Genel

Kaplumbağa geri döndü

Sürüngenin dönüşü: Yeni Beetle’da VW, orijinal Kaplumbağa’nın çizgileri

Vazo ortadan kayboldu! Mutlu
Kaplumbağa günleri 1998 yılında
yeni Beetle’ın piyasaya çıkmasıyla
bitti. Tabi Kaplumbağaların
olmazsa olmazı dekoratif
vazo da ortadan kalkmış oldu.
Çünkü yolcularını çiçekle selamlamak
halef model için uygun
bir şey değildi. Vazonun yerini
yeni Beetle’da sportif bir göz aldı.
Yeni Beetle (neyse ki VW, yeni anlamına
gelen New ibaresini aracın
isminden kaldırdı) ise çok daha
dinamik ve daha sürüş odaklı ve
özellikle de daha erkeksi bir araç
olmayı hedefliyor. Artık VW pazarlamacıları
“power instead of
flower” adını verdikleri stratejiyi
yani çiçek yerine güç düsturunu
takip ediyor.

En azından ilk görüşte yarattığı
etki oldukça güçlü: Kaplumbağa
yeniden karşımızda. İnsanın içinden
bu otomobili okşamak geliyor,
yaşı yetenler ise geçmiş günleri
özlemle anmaya başlıyor.
Walter de’Silva ve Klaus Bischoff’un
başkanlığındaki ekibin
ana hedefi “yeni bir orijinal” yaratmak
olmuş ve bunu başarmışlar.
Kaplumbağa’nın mirasını sürdürmek
konusunda bu otomobil
daha inanılır bir etki bırakıyor.

• _İstenen görev A_
Verilen alıntıya göre Kaplumbağaların dekoratif vazosu yeni Beetle'da neden yer almadı? Bir ila üç cümleyle açıklar mısınız?

• _Sağlanan bilgiler_
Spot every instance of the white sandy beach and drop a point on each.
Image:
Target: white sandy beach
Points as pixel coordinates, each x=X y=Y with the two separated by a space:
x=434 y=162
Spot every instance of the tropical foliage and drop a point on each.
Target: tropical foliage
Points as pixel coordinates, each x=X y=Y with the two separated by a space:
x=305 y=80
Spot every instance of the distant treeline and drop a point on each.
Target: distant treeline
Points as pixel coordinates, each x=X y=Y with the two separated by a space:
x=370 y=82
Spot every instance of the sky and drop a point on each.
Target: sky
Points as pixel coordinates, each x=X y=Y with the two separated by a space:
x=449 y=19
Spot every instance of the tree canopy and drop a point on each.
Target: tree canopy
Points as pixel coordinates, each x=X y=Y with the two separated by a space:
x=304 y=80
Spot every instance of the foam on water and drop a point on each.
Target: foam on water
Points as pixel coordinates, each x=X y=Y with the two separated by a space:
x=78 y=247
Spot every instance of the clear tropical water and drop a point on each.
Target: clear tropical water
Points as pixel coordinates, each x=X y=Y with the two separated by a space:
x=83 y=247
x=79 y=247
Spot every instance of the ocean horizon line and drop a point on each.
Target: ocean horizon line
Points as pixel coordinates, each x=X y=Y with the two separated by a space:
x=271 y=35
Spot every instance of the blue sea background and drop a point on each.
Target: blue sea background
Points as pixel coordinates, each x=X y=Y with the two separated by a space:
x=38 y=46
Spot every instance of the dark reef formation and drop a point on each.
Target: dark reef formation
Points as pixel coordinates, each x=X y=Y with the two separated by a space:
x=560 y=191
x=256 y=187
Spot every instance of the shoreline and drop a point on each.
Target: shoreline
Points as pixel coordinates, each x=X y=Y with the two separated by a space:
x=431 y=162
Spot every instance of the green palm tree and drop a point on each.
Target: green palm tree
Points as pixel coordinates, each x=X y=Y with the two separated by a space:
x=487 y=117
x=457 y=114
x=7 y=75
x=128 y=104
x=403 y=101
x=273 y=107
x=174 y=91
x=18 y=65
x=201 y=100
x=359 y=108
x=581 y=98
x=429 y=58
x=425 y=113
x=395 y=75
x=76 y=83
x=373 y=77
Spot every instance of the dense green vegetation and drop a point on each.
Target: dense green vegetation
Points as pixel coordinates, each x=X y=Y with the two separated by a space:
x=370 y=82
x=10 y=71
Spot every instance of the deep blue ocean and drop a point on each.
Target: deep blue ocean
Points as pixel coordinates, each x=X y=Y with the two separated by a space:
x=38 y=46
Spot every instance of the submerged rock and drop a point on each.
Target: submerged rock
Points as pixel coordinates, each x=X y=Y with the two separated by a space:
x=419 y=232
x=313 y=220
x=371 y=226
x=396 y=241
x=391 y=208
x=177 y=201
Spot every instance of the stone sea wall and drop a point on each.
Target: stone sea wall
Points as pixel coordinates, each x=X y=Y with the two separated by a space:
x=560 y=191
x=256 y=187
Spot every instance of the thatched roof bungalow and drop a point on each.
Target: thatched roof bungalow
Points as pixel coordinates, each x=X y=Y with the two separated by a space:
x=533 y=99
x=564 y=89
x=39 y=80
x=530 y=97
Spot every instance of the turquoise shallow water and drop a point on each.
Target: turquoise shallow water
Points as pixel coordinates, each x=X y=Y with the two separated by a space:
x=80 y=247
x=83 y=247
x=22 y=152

• _İstenen görev B_
Girdilerin başından "x=431 y=162" içeren satıra kadar, iki uç da dahil olmak üzere, satırları her satır için bir dize olacak şekilde JSON listesi olarak verir misiniz? Boş satırları listeye almayın.

• _Tamamlanmış yanıt A_
Yolcuları çiçekle selamlamak, halef model için uygun bir şey değildi. Yeni Beetle daha dinamik, daha sürüş odaklı ve daha erkeksi bir araç olmayı hedefliyor; VW pazarlamacıları da "çiçek yerine güç" stratejisini izliyor. Bu yüzden vazonun yerini sportif bir göz aldı.

• _Tamamlanmış yanıt B_
[
  "Spot every instance of the white sandy beach and drop a point on each.",
  "Image:",
  "Target: white sandy beach",
  "Points as pixel coordinates, each x=X y=Y with the two separated by a space:",
  "x=434 y=162",
  "Spot every instance of the tropical foliage and drop a point on each.",
  "Target: tropical foliage",
  "Points as pixel coordinates, each x=X y=Y with the two separated by a space:",
  "x=305 y=80",
  "Spot every instance of the distant treeline and drop a point on each.",
  "Target: distant treeline",
  "Points as pixel coordinates, each x=X y=Y with the two separated by a space:",
  "x=370 y=82",
  "Spot every instance of the sky and drop a point on each.",
  "Target: sky",
  "Points as pixel coordinates, each x=X y=Y with the two separated by a space:",
  "x=449 y=19",
  "Spot every instance of the tree canopy and drop a point on each.",
  "Target: tree canopy",
  "Points as pixel coordinates, each x=X y=Y with the two separated by a space:",
  "x=304 y=80",
  "Spot every instance of the foam on water and drop a point on each.",
  "Target: foam on water",
  "Points as pixel coordinates, each x=X y=Y with the two separated by a space:",
  "x=78 y=247",
  "Spot every instance of the clear tropical water and drop a point on each.",
  "Target: clear tropical water",
  "Points as pixel coordinates, each x=X y=Y with the two separated by a space:",
  "x=83 y=247",
  "x=79 y=247",
  "Spot every instance of the ocean horizon line and drop a point on each.",
  "Target: ocean horizon line",
  "Points as pixel coordinates, each x=X y=Y with the two separated by a space:",
  "x=271 y=35",
  "Spot every instance of the blue sea background and drop a point on each.",
  "Target: blue sea background",
  "Points as pixel coordinates, each x=X y=Y with the two separated by a space:",
  "x=38 y=46",
  "Spot every instance of the dark reef formation and drop a point on each.",
  "Target: dark reef formation",
  "Points as pixel coordinates, each x=X y=Y with the two separated by a space:",
  "x=560 y=191",
  "x=256 y=187",
  "Spot every instance of the shoreline and drop a point on each.",
  "Target: shoreline",
  "Points as pixel coordinates, each x=X y=Y with the two separated by a space:",
  "x=431 y=162"
]